Work item: In the records below, find the line that contains "Target: tree foliage" and the line that contains "# pick out the woman's face, one", then retype exactly those two lines and every line between them.

******

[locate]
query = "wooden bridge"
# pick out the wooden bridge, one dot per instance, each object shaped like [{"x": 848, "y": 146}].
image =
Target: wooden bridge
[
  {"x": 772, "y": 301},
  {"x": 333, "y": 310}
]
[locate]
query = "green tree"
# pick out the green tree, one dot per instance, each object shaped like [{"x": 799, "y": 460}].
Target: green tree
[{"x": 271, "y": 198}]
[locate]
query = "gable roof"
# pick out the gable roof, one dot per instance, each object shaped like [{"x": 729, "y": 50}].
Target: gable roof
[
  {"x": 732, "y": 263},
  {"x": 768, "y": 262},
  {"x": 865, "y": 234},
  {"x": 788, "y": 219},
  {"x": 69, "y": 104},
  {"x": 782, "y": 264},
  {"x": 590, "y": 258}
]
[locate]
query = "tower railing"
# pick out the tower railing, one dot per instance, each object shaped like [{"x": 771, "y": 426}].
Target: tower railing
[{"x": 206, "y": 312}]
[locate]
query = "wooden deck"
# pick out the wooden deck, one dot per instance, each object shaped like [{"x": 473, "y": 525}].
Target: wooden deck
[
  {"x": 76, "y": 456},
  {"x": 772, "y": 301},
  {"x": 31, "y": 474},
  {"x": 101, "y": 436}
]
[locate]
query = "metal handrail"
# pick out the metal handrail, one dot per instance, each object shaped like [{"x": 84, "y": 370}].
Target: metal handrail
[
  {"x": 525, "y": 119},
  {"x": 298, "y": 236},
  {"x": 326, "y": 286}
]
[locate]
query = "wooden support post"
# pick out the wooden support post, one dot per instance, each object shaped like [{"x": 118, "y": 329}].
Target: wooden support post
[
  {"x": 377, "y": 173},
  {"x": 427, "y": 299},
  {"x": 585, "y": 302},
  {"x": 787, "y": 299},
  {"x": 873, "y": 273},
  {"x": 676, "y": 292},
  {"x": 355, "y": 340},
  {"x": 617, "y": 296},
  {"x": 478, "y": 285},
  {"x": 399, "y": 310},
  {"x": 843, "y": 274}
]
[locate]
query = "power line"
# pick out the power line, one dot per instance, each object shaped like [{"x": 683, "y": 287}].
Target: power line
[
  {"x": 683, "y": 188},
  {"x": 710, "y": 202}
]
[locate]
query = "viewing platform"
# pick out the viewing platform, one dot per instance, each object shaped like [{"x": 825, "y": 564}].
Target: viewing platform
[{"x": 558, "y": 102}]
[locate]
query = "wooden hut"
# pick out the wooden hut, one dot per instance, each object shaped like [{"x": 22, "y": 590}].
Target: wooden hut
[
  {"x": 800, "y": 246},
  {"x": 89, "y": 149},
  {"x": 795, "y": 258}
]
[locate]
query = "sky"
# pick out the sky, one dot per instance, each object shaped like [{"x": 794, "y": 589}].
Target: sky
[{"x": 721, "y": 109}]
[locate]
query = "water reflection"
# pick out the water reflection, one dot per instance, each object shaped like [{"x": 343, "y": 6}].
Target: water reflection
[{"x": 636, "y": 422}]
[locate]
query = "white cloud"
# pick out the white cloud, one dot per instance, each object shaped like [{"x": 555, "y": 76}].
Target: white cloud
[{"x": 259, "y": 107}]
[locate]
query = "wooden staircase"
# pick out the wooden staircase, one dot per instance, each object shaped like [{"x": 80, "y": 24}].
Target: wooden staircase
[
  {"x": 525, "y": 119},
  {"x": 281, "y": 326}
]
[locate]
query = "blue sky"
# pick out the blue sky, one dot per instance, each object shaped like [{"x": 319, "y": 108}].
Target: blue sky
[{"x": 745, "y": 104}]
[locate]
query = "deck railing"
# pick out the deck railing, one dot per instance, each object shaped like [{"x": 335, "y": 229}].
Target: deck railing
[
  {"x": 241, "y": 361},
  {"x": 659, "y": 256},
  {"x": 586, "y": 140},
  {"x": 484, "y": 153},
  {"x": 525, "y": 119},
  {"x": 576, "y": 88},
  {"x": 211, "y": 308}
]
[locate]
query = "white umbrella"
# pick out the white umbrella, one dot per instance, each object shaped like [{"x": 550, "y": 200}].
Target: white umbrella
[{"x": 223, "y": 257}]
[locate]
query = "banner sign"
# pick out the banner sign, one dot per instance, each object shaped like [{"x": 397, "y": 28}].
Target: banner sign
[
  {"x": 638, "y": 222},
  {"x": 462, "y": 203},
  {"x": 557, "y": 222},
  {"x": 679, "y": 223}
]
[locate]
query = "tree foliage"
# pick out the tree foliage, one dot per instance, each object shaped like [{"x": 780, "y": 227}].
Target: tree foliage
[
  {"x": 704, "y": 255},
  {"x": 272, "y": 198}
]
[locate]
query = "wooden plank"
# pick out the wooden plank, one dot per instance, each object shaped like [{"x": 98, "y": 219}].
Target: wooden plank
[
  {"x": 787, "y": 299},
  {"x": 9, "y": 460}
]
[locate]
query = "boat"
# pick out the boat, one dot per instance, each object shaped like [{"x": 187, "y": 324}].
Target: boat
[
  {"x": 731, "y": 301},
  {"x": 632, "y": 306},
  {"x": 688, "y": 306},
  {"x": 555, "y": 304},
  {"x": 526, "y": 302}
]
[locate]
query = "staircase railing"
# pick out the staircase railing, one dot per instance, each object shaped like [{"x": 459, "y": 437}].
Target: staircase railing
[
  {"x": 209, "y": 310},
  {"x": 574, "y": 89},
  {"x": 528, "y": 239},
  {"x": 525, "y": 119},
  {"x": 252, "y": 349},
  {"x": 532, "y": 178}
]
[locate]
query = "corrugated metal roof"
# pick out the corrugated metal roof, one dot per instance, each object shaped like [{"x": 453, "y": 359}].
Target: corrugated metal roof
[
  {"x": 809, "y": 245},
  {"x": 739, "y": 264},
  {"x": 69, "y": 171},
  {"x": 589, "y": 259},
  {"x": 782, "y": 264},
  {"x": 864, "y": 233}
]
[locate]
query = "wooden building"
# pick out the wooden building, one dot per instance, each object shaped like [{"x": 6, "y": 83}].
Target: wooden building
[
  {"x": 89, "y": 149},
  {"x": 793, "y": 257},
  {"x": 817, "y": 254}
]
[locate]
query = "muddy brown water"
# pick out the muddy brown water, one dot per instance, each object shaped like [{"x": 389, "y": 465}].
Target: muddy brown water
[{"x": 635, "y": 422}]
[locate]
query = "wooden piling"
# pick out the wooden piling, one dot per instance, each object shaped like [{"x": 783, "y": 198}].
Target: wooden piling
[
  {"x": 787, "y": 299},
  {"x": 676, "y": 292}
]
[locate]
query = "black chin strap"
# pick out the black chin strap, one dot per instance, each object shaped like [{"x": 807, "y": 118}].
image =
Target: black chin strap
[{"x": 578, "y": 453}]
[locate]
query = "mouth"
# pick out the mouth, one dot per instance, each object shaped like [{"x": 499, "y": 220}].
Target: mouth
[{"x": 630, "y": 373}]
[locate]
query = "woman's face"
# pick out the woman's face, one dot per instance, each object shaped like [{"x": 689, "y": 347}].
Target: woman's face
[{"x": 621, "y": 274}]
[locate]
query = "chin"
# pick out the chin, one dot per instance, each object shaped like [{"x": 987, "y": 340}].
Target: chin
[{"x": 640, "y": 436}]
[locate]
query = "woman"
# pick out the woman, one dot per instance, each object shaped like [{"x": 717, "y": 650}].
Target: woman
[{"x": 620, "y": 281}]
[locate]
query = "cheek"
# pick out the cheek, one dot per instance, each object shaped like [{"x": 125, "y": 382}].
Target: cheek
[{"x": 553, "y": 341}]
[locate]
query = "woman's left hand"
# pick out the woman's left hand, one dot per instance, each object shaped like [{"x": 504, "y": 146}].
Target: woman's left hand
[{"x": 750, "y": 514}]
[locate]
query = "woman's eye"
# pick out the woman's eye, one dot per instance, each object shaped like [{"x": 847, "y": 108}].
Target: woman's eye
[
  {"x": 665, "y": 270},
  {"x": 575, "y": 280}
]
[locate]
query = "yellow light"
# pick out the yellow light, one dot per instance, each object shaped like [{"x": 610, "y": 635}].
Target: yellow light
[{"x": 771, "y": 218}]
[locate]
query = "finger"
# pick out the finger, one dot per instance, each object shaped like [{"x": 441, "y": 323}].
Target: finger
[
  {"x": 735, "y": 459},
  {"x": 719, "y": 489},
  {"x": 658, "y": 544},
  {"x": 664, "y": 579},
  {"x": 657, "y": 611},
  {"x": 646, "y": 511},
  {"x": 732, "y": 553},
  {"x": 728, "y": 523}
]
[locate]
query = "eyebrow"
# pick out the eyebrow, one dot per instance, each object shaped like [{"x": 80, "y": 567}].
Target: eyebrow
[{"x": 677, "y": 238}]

******

Response to the task:
Target: tree foliage
[
  {"x": 704, "y": 255},
  {"x": 272, "y": 198}
]
[locate]
query = "wooden plank"
# pick out the wooden plank, one dot per instance, each object shaped like [{"x": 98, "y": 219}].
Target: wooden plank
[
  {"x": 787, "y": 299},
  {"x": 9, "y": 460}
]
[locate]
query = "boat"
# pick out the boat, one dot per instance, each object shaped like [{"x": 187, "y": 324}].
Target: boat
[
  {"x": 731, "y": 301},
  {"x": 632, "y": 306},
  {"x": 688, "y": 306},
  {"x": 555, "y": 304},
  {"x": 526, "y": 302}
]
[locate]
query = "staircase railing"
# pick out the staircase railing, one dot per instance, each object shaped like [{"x": 459, "y": 437}].
Target: staircase railing
[
  {"x": 209, "y": 310},
  {"x": 574, "y": 89},
  {"x": 528, "y": 239},
  {"x": 525, "y": 119},
  {"x": 252, "y": 349},
  {"x": 532, "y": 178}
]
[locate]
query = "corrugated metal roof"
# pick out the corrugated metal roof, one dot per instance, each object shaped like [{"x": 453, "y": 359}].
Target: corrugated metal roof
[
  {"x": 809, "y": 245},
  {"x": 739, "y": 264},
  {"x": 69, "y": 171},
  {"x": 589, "y": 259},
  {"x": 782, "y": 264},
  {"x": 864, "y": 233}
]
[locate]
query = "wooden building"
# pick out the wooden building, one dot per instance, each object shaped like [{"x": 6, "y": 83}].
Target: wooden building
[
  {"x": 89, "y": 149},
  {"x": 793, "y": 257},
  {"x": 817, "y": 254}
]
[locate]
query = "muddy brown water"
# pick out the muddy brown water, one dot per instance, each object shaped like [{"x": 389, "y": 465}].
Target: muddy brown water
[{"x": 635, "y": 422}]
[locate]
query = "wooden piling"
# pick out the wooden piling, one dot per instance, each object shaped like [{"x": 783, "y": 198}].
Target: wooden piling
[
  {"x": 787, "y": 299},
  {"x": 676, "y": 292}
]
[locate]
query = "black chin strap"
# pick out the black chin strap, one dot per instance, each object shaped like [{"x": 807, "y": 118}].
image =
Target: black chin strap
[{"x": 578, "y": 453}]
[locate]
query = "mouth"
# pick out the mouth, one dot per instance, each object shaped like [{"x": 499, "y": 220}].
Target: mouth
[{"x": 630, "y": 373}]
[locate]
query = "woman's face"
# pick out the woman's face, one dot per instance, each object shaped like [{"x": 689, "y": 347}].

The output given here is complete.